___ Source material

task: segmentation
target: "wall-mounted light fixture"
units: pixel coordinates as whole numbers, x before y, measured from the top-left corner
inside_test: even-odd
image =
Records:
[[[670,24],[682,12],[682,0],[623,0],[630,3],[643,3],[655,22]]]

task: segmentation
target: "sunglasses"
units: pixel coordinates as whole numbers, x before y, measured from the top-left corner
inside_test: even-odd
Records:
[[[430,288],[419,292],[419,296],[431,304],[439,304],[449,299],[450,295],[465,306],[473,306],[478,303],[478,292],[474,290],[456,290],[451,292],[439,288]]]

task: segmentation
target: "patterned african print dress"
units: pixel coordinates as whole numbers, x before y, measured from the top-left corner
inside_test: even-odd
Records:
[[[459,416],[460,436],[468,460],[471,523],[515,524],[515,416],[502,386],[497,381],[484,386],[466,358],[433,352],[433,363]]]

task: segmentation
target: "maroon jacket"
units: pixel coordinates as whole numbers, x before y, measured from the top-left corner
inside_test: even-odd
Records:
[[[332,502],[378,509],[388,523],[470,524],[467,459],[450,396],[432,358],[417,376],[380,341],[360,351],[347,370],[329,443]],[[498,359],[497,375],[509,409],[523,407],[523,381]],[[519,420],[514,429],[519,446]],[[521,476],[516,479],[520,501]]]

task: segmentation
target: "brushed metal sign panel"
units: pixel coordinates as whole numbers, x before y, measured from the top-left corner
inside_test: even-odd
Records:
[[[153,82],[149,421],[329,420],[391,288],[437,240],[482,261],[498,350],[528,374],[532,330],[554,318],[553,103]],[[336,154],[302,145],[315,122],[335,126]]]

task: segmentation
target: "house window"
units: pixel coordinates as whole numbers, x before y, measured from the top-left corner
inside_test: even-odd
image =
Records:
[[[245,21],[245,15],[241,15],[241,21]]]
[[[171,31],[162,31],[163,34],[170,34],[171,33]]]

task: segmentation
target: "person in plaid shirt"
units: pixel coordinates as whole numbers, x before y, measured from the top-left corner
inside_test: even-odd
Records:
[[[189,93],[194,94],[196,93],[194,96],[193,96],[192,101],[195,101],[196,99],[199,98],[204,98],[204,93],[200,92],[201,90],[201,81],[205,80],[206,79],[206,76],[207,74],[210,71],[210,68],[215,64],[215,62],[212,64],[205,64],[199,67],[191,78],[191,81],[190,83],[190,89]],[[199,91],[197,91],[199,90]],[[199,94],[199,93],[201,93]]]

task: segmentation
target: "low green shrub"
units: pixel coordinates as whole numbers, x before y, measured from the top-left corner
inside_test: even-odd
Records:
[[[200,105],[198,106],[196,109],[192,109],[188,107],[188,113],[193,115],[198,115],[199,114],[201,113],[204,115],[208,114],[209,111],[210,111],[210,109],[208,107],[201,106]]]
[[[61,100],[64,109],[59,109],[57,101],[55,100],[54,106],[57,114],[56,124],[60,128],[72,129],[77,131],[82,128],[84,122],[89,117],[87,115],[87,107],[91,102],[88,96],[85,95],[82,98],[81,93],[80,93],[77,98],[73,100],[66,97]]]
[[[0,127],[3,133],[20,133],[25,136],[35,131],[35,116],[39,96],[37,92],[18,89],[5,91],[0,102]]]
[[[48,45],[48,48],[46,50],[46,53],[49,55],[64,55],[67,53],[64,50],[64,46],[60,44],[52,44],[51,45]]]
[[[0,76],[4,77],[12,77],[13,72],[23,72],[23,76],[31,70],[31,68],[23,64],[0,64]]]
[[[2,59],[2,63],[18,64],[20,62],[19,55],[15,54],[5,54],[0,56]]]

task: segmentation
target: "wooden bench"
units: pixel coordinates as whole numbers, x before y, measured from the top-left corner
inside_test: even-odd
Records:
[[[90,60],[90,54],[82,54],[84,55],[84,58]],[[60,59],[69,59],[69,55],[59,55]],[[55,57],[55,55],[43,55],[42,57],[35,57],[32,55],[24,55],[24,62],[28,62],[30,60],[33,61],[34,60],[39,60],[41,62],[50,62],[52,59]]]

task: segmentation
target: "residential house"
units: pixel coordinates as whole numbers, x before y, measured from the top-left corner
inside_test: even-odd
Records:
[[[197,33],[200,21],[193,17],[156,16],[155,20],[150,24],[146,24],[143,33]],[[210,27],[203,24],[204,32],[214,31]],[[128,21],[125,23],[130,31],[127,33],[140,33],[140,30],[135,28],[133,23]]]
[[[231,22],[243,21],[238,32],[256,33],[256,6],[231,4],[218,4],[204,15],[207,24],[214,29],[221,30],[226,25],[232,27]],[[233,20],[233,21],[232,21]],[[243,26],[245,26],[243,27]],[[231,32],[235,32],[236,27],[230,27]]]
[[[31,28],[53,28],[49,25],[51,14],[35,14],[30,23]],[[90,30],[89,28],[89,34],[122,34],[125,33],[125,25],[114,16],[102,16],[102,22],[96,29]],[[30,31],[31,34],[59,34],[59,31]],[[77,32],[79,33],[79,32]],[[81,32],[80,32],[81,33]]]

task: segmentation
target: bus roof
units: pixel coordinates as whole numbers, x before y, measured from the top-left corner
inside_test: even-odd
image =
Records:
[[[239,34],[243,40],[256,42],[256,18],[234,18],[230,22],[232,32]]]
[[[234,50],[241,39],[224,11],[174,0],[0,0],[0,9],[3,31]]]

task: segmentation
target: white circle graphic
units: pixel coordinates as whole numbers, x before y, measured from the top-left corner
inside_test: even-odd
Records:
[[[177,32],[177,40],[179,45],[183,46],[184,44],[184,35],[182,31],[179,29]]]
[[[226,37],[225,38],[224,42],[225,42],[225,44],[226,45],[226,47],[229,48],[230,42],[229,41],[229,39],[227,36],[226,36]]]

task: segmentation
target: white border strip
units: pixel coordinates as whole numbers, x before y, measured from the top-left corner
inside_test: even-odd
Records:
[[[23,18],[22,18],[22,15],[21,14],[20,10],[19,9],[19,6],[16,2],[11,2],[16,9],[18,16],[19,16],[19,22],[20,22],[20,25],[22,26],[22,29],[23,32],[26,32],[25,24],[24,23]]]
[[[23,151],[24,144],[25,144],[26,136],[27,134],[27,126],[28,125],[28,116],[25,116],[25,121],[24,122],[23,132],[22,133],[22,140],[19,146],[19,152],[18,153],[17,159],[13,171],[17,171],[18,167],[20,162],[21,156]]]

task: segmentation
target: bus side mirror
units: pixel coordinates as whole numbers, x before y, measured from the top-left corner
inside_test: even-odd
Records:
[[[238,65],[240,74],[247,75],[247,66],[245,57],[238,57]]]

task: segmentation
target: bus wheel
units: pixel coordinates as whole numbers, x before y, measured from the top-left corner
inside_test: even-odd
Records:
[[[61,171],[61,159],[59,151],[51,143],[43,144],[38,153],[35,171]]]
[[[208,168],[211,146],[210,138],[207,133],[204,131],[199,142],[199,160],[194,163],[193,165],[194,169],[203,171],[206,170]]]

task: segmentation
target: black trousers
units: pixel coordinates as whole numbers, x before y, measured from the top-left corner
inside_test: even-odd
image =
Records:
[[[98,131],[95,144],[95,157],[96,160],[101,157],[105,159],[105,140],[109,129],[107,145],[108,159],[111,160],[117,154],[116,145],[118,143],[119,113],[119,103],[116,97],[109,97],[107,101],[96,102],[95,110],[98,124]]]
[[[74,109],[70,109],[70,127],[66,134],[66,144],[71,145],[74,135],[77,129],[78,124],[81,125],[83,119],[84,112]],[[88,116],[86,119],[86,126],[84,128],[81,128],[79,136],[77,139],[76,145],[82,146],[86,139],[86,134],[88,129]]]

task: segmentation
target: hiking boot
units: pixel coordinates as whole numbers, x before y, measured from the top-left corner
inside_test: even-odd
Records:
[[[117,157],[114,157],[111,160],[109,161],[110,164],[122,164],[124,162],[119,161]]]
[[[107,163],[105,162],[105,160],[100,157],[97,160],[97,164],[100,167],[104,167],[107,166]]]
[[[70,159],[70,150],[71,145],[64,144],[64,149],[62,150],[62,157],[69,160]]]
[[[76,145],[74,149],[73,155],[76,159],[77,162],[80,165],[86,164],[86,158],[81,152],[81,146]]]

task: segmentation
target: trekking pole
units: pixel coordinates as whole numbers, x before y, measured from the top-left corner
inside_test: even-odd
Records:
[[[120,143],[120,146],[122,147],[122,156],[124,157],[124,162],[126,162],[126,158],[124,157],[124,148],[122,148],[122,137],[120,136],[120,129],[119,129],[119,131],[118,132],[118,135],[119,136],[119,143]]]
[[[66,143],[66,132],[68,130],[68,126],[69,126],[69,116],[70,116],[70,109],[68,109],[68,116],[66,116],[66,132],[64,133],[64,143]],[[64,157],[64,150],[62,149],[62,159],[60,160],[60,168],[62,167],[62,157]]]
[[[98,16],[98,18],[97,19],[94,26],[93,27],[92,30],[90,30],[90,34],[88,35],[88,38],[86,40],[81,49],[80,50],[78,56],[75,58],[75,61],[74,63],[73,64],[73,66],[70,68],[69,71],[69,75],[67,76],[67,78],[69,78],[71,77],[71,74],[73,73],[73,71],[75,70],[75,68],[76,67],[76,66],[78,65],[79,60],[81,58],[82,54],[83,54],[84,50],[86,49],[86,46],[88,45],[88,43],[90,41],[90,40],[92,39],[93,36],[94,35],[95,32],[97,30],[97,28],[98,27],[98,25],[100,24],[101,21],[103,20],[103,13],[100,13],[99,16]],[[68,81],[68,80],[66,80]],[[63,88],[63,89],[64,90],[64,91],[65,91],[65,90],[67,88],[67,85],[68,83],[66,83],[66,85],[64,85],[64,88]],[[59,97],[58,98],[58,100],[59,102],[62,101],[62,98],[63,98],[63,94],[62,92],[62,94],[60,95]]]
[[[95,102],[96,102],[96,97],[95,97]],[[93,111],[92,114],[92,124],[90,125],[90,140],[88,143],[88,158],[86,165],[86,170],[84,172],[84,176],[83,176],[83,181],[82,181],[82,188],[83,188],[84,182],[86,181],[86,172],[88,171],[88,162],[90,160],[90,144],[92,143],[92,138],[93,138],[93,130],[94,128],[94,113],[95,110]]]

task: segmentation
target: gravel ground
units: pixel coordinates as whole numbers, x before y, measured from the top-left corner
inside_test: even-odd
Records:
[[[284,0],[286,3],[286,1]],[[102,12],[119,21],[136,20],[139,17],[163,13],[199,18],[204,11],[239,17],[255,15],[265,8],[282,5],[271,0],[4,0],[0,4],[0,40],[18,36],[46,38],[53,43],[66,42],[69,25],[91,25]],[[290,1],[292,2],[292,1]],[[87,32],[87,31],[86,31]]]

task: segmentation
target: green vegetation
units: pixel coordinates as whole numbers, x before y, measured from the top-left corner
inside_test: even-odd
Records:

______

Your task
Reproduce the material unchanged from its first line down to and including the line that contains "[[[670,24],[682,12],[682,0],[623,0],[630,3],[643,3],[655,22]]]".

Full solution
task: segmentation
target: "wall-mounted light fixture"
units: pixel coordinates as whole numbers, x before y, measured from the top-left corner
inside_test: even-odd
image =
Records:
[[[670,24],[682,12],[682,0],[623,0],[630,3],[643,3],[655,22]]]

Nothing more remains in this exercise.